### Exercise
Present the lines below, starting with the line that contains "class is: blue" and going on through the line that contains "[429, 570, 495, 649]", as a Markdown table with the columns Row and Line. Put a running row number in Row and the line itself in Line, and leave out any blank lines.

### Material supplied
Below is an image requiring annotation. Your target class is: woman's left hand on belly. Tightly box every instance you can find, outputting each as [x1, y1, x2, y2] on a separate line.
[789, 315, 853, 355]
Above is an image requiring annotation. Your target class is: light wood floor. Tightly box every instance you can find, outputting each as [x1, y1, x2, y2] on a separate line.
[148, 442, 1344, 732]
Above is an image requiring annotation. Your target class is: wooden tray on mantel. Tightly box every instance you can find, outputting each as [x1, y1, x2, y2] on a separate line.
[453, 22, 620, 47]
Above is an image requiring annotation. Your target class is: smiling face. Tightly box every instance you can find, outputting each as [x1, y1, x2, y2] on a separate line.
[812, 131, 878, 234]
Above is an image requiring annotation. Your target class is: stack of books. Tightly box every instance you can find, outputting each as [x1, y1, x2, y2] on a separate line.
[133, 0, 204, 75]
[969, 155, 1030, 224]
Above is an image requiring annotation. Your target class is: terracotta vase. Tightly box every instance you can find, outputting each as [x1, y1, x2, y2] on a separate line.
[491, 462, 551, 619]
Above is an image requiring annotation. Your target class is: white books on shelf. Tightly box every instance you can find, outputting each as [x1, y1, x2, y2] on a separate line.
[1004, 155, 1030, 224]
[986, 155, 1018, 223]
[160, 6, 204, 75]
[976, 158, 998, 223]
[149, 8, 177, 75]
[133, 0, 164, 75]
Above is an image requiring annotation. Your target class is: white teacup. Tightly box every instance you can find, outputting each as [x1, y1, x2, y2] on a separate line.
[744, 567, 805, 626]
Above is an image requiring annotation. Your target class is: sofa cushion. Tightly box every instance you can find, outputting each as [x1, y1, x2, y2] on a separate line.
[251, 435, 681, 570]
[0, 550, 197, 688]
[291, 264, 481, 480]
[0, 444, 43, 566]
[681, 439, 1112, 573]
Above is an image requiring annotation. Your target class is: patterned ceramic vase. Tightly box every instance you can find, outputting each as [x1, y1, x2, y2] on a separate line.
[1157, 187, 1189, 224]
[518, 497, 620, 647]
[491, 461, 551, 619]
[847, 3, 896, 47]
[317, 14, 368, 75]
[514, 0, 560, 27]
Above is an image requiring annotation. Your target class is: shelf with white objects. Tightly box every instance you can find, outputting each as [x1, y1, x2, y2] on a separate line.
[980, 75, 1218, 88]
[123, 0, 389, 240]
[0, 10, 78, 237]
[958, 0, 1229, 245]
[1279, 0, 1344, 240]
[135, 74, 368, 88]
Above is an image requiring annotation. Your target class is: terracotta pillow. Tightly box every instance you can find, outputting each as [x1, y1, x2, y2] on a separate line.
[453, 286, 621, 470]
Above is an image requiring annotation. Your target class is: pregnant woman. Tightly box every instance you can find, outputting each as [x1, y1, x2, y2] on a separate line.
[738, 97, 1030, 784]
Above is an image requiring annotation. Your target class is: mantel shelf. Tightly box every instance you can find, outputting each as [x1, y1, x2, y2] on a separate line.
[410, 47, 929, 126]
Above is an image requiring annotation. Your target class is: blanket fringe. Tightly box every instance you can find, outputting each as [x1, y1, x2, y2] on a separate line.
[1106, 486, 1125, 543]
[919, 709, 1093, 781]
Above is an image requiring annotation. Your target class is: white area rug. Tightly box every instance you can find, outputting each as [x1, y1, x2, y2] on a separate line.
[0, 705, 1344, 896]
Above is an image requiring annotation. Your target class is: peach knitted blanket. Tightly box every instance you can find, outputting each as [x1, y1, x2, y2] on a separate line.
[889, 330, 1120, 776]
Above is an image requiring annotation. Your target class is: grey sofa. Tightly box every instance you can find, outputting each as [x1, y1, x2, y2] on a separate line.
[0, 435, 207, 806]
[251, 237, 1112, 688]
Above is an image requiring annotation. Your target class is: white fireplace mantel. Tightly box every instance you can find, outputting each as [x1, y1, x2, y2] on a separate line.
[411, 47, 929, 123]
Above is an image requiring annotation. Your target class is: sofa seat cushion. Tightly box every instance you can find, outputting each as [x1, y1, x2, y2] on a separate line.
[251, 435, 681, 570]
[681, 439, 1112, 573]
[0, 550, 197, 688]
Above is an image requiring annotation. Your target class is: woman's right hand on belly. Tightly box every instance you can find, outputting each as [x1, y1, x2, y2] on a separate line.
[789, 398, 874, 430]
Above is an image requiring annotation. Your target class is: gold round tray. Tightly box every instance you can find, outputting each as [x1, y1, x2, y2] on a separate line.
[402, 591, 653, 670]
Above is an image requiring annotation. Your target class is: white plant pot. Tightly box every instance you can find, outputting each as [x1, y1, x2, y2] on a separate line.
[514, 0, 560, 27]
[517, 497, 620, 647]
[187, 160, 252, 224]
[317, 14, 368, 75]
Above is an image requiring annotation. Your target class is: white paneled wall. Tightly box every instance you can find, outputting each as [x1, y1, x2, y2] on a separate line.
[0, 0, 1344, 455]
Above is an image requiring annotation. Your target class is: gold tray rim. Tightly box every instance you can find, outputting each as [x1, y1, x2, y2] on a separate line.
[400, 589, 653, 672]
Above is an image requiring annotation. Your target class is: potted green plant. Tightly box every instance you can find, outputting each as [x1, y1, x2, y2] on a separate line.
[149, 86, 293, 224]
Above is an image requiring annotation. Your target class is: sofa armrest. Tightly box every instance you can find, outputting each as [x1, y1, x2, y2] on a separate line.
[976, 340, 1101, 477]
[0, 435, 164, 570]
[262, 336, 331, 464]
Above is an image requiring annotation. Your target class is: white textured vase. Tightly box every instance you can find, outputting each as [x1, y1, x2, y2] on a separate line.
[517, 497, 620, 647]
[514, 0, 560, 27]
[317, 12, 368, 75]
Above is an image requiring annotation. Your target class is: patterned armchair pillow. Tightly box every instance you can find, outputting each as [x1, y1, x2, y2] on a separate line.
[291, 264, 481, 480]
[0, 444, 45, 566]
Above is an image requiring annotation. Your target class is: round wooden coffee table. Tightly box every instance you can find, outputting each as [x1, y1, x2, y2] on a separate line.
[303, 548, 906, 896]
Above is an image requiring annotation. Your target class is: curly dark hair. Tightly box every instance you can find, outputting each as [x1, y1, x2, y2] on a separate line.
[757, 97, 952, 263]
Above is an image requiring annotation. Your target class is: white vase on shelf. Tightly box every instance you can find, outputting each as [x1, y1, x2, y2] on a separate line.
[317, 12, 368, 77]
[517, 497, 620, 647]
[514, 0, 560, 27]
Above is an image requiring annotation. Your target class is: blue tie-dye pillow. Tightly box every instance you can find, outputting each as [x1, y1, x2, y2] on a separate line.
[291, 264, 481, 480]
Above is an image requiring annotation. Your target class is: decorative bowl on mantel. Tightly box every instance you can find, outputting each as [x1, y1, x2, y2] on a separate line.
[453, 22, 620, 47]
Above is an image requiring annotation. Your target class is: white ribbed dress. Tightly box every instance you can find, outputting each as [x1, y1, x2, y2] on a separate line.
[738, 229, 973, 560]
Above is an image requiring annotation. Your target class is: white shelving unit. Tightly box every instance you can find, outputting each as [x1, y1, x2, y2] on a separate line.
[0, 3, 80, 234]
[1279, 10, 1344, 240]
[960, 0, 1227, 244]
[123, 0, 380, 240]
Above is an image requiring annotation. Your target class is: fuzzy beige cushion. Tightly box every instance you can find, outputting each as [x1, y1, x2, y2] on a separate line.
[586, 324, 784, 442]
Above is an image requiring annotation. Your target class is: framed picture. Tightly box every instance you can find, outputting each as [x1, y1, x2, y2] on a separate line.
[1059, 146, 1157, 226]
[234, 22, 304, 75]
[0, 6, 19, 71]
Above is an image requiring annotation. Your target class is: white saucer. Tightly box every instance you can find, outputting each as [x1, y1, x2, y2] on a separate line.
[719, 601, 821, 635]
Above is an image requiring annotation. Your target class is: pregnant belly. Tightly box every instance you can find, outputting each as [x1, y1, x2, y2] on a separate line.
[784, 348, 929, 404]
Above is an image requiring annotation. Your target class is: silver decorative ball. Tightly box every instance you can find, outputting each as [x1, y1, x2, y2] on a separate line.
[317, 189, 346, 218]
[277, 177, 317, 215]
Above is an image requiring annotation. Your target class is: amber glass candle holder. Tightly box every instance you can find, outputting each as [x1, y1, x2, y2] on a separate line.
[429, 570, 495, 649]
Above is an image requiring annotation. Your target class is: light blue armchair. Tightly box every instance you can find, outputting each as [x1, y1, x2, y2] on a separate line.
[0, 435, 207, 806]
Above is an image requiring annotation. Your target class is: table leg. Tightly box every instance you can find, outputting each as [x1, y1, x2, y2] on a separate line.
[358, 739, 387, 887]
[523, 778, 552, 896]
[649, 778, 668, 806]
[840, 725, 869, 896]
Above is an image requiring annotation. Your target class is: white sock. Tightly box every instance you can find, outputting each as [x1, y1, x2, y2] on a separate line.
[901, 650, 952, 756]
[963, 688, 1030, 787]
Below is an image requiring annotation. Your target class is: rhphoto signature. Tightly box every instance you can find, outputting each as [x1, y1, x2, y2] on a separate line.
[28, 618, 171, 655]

### Task result
| Row | Line |
|---|---|
| 1 | Above is an image requiring annotation. Your target class is: blue tie-dye pillow. Tightly box every instance you can find, outputting each as [x1, y1, x2, y2] on a separate line. |
| 2 | [291, 264, 481, 480] |
| 3 | Above is an image requiring annotation. Your target class is: decorative bowl on mantel. Tightly box every instance you can find, outputting each as [x1, y1, x2, y2] on a separate line. |
| 4 | [453, 22, 620, 47] |
| 5 | Above is an image requiring annotation. Your target class is: white ribbed dress. Tightly box every instance you can find, outputting each as [x1, y1, x2, y2] on a separate line. |
| 6 | [738, 229, 973, 560] |
| 7 | Above is an image requiring annotation. Your target class is: white shelving unit. Tightly box every instance you can find, outputting each as [x1, y1, x2, y2] on a separate line. |
| 8 | [0, 3, 80, 234] |
| 9 | [1279, 10, 1344, 240] |
| 10 | [960, 0, 1227, 244] |
| 11 | [123, 0, 380, 240] |
| 12 | Above is an image requiring annotation. Your target class is: fuzzy beige cushion. Tightly box every instance you can find, outputting each as [x1, y1, x2, y2] on a separate line. |
| 13 | [586, 324, 784, 442] |
| 14 | Above is an image requiring annotation. Your target class is: framed picture. Tightly box every instance you can find, outputting each as [x1, y1, x2, y2] on a separate line. |
| 15 | [1059, 146, 1157, 226] |
| 16 | [234, 22, 304, 75] |
| 17 | [0, 6, 19, 71] |
| 18 | Above is an image requiring annotation. Your target class is: white saucer. Tightly box every instance you can find, outputting each as [x1, y1, x2, y2] on a separate line. |
| 19 | [719, 601, 821, 635] |
| 20 | Above is an image requiring annotation. Your target class is: pregnant belly. Tightly box every instance you can find, outputting each as [x1, y1, x2, y2] on a separate line. |
| 21 | [784, 348, 929, 404] |
| 22 | Above is an image requiring annotation. Your target class is: silver decorative ball. Tightly box every instance you can find, outputting each as [x1, y1, x2, y2] on a separate line. |
| 23 | [317, 189, 346, 218] |
| 24 | [277, 177, 317, 215] |
| 25 | Above is an image requiring annotation. Your target class is: amber glass candle holder. Tightly box every instance you can find, outputting each as [x1, y1, x2, y2] on a separate line. |
| 26 | [429, 570, 495, 649] |